[Entries provided start]
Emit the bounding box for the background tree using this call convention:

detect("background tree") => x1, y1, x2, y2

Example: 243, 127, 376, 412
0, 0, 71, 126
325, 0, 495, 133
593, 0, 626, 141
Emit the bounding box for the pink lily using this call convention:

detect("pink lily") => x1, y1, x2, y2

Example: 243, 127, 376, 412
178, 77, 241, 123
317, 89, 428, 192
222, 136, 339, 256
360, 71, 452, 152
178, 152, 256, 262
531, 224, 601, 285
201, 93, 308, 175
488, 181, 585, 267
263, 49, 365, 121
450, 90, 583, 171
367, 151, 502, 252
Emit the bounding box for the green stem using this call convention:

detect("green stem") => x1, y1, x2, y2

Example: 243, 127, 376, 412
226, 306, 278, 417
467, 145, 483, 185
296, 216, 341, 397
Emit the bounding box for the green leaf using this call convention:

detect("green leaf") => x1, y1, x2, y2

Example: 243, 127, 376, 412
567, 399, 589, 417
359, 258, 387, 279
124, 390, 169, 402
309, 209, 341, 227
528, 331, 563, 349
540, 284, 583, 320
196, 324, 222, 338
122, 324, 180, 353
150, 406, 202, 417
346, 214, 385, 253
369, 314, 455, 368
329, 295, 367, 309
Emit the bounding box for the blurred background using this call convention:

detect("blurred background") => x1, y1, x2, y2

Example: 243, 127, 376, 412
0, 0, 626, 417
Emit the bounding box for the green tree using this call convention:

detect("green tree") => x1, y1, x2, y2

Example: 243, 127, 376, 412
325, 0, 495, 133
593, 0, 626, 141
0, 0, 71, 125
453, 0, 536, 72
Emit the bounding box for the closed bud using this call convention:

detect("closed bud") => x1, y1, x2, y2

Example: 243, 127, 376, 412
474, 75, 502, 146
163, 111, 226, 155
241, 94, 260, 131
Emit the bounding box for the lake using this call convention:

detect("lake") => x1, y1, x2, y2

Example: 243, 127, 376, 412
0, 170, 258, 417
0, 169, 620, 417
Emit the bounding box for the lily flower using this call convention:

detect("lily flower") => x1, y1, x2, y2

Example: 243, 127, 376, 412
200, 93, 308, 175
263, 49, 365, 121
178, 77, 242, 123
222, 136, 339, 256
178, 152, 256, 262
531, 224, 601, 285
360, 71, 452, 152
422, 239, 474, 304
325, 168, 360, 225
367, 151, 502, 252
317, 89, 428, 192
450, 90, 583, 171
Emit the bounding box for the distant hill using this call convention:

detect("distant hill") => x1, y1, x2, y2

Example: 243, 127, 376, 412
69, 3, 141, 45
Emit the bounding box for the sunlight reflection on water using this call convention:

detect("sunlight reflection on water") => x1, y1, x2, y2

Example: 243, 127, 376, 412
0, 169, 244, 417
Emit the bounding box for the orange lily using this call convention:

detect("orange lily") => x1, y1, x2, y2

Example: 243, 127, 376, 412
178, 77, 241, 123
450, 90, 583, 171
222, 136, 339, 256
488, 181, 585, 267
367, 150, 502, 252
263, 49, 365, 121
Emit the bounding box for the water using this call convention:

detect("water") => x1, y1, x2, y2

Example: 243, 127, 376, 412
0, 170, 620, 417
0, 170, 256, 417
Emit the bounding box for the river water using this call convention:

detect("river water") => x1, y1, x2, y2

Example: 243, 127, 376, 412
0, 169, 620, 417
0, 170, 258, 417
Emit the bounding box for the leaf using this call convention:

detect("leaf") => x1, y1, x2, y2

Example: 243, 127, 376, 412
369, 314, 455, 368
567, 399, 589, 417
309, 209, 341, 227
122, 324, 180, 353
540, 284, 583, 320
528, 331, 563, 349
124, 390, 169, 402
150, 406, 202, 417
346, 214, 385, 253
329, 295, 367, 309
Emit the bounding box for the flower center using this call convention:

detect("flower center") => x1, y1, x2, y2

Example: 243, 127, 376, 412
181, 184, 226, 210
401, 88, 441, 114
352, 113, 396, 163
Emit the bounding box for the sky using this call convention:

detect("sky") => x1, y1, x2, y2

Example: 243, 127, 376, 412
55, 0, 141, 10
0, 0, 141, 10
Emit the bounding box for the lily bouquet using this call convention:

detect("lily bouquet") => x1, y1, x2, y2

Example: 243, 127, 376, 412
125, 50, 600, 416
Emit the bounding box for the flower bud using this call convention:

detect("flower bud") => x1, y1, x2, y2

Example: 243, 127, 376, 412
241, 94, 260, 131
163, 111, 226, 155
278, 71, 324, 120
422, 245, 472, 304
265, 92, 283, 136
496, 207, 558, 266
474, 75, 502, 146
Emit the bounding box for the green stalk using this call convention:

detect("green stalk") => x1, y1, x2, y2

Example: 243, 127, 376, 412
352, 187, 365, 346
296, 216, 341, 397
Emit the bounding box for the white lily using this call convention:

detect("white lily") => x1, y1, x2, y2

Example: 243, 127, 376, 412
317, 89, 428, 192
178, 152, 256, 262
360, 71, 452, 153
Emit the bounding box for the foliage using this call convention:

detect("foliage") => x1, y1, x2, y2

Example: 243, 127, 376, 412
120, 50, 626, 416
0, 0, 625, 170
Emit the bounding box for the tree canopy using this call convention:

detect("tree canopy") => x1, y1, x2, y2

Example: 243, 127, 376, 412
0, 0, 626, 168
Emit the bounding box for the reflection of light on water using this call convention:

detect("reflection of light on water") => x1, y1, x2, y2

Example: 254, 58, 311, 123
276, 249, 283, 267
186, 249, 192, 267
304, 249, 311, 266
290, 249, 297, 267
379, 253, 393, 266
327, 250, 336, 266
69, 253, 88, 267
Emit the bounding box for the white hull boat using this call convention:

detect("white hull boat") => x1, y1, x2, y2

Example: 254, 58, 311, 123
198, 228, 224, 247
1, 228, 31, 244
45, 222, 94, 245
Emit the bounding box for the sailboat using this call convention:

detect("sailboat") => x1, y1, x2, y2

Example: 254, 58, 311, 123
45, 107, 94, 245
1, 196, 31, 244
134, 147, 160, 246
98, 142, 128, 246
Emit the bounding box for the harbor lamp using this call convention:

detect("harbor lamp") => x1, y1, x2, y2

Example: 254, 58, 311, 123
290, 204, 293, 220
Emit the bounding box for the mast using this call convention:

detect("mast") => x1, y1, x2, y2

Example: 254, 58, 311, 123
[Entries provided end]
◆ **What is required**
State how many lines of the records above contain the string "bouquet", treating case as significant. Give only the number.

◆ **Solution to this task**
2